Please lay out the records below, from their first line through the line containing "[1140, 85, 1236, 236]" (both ends included), as a JSON list of strings with one string per line and blank lines left out.

Entries from a dataset:
.....
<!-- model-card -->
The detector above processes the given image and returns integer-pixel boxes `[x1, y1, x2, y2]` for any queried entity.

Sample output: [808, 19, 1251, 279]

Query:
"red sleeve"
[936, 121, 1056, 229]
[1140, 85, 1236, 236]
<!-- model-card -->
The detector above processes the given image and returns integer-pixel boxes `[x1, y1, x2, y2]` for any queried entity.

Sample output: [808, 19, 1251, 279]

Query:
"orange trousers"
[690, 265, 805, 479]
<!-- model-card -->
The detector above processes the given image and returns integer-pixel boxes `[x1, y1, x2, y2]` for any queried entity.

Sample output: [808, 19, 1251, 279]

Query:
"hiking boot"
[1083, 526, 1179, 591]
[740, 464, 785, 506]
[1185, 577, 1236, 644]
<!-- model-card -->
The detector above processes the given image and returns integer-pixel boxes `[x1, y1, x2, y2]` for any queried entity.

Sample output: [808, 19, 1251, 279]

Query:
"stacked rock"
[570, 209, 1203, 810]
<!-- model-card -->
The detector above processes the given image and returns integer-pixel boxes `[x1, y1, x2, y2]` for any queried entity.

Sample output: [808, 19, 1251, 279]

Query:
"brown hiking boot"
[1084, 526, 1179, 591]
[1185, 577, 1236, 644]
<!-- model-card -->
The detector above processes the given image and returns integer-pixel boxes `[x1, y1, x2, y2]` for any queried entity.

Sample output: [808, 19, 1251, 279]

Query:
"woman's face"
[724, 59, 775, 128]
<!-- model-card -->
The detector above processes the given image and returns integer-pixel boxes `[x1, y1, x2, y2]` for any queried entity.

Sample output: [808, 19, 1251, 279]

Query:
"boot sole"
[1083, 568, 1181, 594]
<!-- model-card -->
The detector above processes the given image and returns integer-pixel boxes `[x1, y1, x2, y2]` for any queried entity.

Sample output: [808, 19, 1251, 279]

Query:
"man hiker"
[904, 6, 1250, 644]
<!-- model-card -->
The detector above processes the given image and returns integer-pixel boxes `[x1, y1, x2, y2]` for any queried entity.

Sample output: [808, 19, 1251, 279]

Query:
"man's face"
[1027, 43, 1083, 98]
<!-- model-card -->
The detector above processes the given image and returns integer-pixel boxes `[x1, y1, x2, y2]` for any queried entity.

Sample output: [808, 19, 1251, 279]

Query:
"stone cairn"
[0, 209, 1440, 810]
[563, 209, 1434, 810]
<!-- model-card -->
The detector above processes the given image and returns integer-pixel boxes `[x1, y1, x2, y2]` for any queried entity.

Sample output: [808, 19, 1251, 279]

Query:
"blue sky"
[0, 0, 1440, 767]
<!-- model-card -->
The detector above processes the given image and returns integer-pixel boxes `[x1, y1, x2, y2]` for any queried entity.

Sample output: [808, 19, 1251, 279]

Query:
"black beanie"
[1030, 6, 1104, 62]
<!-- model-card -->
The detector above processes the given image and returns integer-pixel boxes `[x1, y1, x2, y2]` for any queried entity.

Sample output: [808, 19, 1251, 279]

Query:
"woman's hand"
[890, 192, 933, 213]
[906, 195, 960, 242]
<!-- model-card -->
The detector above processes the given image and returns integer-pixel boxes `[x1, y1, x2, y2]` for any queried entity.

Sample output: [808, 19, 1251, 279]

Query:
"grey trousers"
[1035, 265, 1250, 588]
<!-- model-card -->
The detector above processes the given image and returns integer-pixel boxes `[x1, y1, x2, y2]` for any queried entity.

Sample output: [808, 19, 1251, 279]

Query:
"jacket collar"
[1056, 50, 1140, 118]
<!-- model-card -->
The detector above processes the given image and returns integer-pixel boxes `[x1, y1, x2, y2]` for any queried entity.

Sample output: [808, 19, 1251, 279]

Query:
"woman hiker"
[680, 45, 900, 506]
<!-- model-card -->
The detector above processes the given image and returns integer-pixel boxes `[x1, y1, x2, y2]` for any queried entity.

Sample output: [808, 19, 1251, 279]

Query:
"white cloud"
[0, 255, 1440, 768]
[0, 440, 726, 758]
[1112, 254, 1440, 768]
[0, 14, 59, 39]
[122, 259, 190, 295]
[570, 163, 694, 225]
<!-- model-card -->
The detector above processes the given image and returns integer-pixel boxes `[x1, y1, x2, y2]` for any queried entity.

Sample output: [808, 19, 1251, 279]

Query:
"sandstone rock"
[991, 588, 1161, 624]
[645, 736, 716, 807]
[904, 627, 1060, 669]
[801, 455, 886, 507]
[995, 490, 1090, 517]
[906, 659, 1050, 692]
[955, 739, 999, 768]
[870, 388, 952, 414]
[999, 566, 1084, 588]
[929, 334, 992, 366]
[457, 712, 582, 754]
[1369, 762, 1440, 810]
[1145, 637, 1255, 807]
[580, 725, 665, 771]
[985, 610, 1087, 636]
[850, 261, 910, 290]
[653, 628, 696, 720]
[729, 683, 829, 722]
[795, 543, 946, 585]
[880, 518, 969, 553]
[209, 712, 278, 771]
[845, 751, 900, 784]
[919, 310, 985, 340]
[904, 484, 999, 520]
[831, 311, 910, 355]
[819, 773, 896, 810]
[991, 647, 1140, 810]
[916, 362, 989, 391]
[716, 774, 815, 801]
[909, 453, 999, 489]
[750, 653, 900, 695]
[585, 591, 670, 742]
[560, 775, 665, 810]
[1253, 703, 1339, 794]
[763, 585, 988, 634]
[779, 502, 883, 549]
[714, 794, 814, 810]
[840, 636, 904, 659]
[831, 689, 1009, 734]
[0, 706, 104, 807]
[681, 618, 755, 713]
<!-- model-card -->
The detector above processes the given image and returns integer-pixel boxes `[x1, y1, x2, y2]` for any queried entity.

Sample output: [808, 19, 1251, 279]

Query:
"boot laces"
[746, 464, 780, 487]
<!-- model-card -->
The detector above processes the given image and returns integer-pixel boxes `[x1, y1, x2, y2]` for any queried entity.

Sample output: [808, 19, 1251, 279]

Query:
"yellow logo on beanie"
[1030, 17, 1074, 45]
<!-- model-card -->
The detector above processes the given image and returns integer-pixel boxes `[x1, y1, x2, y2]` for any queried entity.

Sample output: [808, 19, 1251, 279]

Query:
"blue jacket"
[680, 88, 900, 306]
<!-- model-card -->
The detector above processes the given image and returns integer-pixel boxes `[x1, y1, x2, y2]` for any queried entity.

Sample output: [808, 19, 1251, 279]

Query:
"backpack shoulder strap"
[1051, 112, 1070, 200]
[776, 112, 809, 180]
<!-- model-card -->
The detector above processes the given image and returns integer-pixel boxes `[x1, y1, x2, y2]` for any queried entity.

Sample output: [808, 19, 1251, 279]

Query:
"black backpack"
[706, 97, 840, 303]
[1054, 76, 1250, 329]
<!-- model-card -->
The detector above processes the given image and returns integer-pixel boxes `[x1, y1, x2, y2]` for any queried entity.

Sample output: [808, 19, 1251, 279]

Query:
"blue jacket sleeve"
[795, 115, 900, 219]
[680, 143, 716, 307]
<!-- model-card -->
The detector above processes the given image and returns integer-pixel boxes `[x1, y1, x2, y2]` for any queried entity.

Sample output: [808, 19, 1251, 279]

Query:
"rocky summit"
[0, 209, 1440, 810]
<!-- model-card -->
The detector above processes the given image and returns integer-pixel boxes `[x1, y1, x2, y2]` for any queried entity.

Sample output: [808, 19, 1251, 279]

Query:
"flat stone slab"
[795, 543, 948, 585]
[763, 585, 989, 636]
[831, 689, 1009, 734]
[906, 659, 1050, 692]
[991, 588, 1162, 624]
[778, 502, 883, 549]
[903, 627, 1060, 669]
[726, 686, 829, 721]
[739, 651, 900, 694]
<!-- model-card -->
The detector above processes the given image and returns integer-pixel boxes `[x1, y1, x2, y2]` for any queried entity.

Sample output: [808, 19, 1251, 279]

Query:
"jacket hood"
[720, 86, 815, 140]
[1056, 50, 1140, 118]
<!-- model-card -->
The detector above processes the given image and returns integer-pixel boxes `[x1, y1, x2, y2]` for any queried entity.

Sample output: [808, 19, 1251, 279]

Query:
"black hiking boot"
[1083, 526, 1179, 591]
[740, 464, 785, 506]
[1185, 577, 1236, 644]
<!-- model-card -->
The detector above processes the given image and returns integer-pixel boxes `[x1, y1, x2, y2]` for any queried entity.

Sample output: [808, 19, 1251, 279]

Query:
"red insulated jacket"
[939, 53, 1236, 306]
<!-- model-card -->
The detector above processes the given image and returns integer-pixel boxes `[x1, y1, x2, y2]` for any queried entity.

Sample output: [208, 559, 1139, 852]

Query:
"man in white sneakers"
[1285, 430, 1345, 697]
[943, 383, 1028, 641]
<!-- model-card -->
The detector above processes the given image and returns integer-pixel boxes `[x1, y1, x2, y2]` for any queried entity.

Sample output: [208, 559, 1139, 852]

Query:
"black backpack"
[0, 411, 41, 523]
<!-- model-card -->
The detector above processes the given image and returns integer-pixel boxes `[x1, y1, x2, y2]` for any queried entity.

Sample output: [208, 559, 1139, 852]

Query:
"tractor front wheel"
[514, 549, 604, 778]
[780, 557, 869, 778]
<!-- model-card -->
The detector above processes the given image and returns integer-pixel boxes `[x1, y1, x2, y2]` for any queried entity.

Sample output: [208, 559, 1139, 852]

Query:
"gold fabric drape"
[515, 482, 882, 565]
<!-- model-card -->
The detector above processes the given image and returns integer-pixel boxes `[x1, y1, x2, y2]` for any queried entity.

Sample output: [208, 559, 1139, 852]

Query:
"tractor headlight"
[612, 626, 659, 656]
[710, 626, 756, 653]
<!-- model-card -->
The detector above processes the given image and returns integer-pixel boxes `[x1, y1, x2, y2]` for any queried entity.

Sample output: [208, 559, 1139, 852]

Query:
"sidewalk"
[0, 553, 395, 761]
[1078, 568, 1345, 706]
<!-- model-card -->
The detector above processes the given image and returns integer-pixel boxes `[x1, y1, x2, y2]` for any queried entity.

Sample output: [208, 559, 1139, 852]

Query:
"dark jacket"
.....
### RESULT FOR THIS EXERCISE
[
  "<!-- model-card -->",
  "The detector above processes the given image and returns integer-pixel boxes `[x1, y1, x2, y2]` for any queried entity.",
  "Sample output: [808, 19, 1251, 279]",
  "Query:",
  "\"red sleeve\"",
  "[936, 121, 1056, 229]",
  "[1140, 85, 1236, 236]"
]